* [QUOTED PASSAGE]:
== Segment start ==

My Apple Genius Took Pity On Me
Right after I lectured my teenage son about his iPod not being a disposable item, lo and behold, the technology gods paid me back. The other day, just before a long car trip, I tried to turn mine on to see if it needed charging and – nada, zilch, zip. Naturally, I thought it was something I did but my kids assured me that nope, iPods just did that sometimes, and I would have to trek over to the Apple store in the mall for a consult. I vaguely remember them making appointments to bring various pieces of their technology in to be revived there, so I called the local number, was switched to the sub-Continent, and hung on for 22 minutes ‘til a polite young man halfway round the world made an appointment for me with an Apple Genius located 10 minutes from my home. Not an expert. Not an associate. Not a technician. But A Genius.
I hustled over to the mall to receive the sobering diagnosis: yup, my iPod was broken and couldn’t be fixed. The solution? Why, buying a new one of course. My Genius did some fancy math work to determine I wouldn’t have used up the capacity on my current model ‘til my son found lost cell phone #2 (i.e. never) and sold me an itsy bitsy Nano model plus the must-have hard carrying case.
I couldn’t even get my new iPod out of the box (I am not kidding here) so my Genius took pity on me and set the whole thing up, including cutting apart the heavy impenetrable plastic “clamshell” package it came in. So I concede: yes, they are Geniuses and deserving of the capital "G." That established, let me send a shout-out to the whole Genius orchard: please use your considerable collective brainpower to come up with products that last longer than a carton of blueberry yogurt in packaging that doesn't require a blowtorch to open. (Thanks in advance from this cranky consumer.)

== Segment end ==

* [DATASET]:
== Segment start ==

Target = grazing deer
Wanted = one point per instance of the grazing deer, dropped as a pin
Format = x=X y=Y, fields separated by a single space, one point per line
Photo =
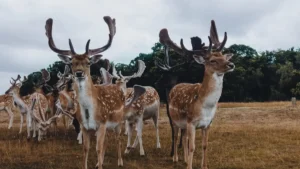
x=193 y=106
x=22 y=103
x=146 y=107
x=7 y=104
x=101 y=107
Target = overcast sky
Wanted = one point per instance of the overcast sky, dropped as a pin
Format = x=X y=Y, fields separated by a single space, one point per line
x=261 y=24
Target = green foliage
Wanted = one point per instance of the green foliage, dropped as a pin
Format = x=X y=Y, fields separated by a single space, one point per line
x=264 y=76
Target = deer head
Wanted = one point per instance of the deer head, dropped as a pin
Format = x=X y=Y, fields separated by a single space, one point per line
x=210 y=56
x=122 y=80
x=15 y=87
x=80 y=63
x=63 y=79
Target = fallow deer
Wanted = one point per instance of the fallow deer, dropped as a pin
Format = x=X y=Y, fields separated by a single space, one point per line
x=6 y=105
x=22 y=103
x=101 y=107
x=146 y=107
x=193 y=106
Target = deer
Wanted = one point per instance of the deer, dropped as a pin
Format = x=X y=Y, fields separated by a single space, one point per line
x=193 y=106
x=22 y=103
x=101 y=107
x=6 y=105
x=146 y=107
x=170 y=78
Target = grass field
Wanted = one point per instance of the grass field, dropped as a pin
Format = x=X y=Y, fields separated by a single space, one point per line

== Segment end ==

* [REQUIRED WORK]:
**1.** Reproduce the passage from the Apple Genius piece, starting at "My Apple Genius" and ending at "But A Genius.".
**2.** Render this sentence from the Apple Genius piece in Spanish: "I hustled over to the mall to receive the sobering diagnosis: yup, my iPod was broken and couldn’t be fixed."

* [YOUR RESPONSES]:
**1.**
My Apple Genius Took Pity On Me
Right after I lectured my teenage son about his iPod not being a disposable item, lo and behold, the technology gods paid me back. The other day, just before a long car trip, I tried to turn mine on to see if it needed charging and – nada, zilch, zip. Naturally, I thought it was something I did but my kids assured me that nope, iPods just did that sometimes, and I would have to trek over to the Apple store in the mall for a consult. I vaguely remember them making appointments to bring various pieces of their technology in to be revived there, so I called the local number, was switched to the sub-Continent, and hung on for 22 minutes ‘til a polite young man halfway round the world made an appointment for me with an Apple Genius located 10 minutes from my home. Not an expert. Not an associate. Not a technician. But A Genius.

**2.** Me apresuré a ir al centro comercial para recibir el diagnóstico desalentador: pues sí, mi iPod estaba roto y no tenía arreglo.